E. Stanley Jones, Methodist missionary to India, had a difficult year. He had a ruptured appendix, lockjaw started ten days later, World War I broke out, several other missionaries died, and he was assigned their work. Yet he wrote to his agency in October 1915, “We are all well and happy in the work.” Soon Stanley had “nervous collapses” during important times, such as preaching. His mind would go blank, and he would have to sit down. Stanley seldom said anything about difficult events and how he felt about them.
However, his wife, Mabel, quite freely said what she thought. For example, Mable wrote this in her January 1929 newsletter, “Eunice (daughter) and I were not happy to have the other member of our trio still absent in America. We feel that as a family, we are paying rather a big price....We are missing Stanley and feel like ‘saying things’ to the Mission Board!”
Although there are very few missionaries that are as radical as E. Stanley Jones about not mentioning difficulties, there seem to be many more missionaries who are “Stanleys” than who are “Mabels.” A few missionaries are “Stanleys” to their supporters, but “Mabels” to their colleagues.
This silence about such “taboo” topics may make other missionaries believe that something is wrong with them. Those missionaries may think that they are not spiritual enough or that they are too weak to be good missionaries. They may become discouraged and suffer in their own silence. They may even give up and become “attrition statistics.”

• To do:
a) Answer these questions about the passage on E. Stanley Jones:
(i) In what month and year did Stanley write to his agency that "We are all well and happy in the work"?
(ii) Who is named as the daughter in Mabel's January 1929 newsletter?
(iii) What two things might missionaries think about themselves because of the silence on "taboo" topics?
b) Extract word for word the part of the passage on E. Stanley Jones from "However, his wife, Mabel, quite" up to and including "to their colleagues.".

• Data excerpt:
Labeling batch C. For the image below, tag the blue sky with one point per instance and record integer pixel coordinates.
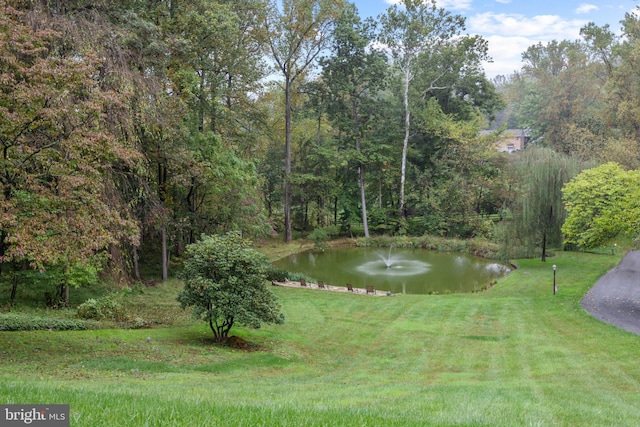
(511, 26)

• Completed exercise:
a)
(i) October 1915.
(ii) Eunice.
(iii) They may think they are not spiritual enough, or that they are too weak to be good missionaries.

b)
However, his wife, Mabel, quite freely said what she thought. For example, Mable wrote this in her January 1929 newsletter, “Eunice (daughter) and I were not happy to have the other member of our trio still absent in America. We feel that as a family, we are paying rather a big price....We are missing Stanley and feel like ‘saying things’ to the Mission Board!”
Although there are very few missionaries that are as radical as E. Stanley Jones about not mentioning difficulties, there seem to be many more missionaries who are “Stanleys” than who are “Mabels.” A few missionaries are “Stanleys” to their supporters, but “Mabels” to their colleagues.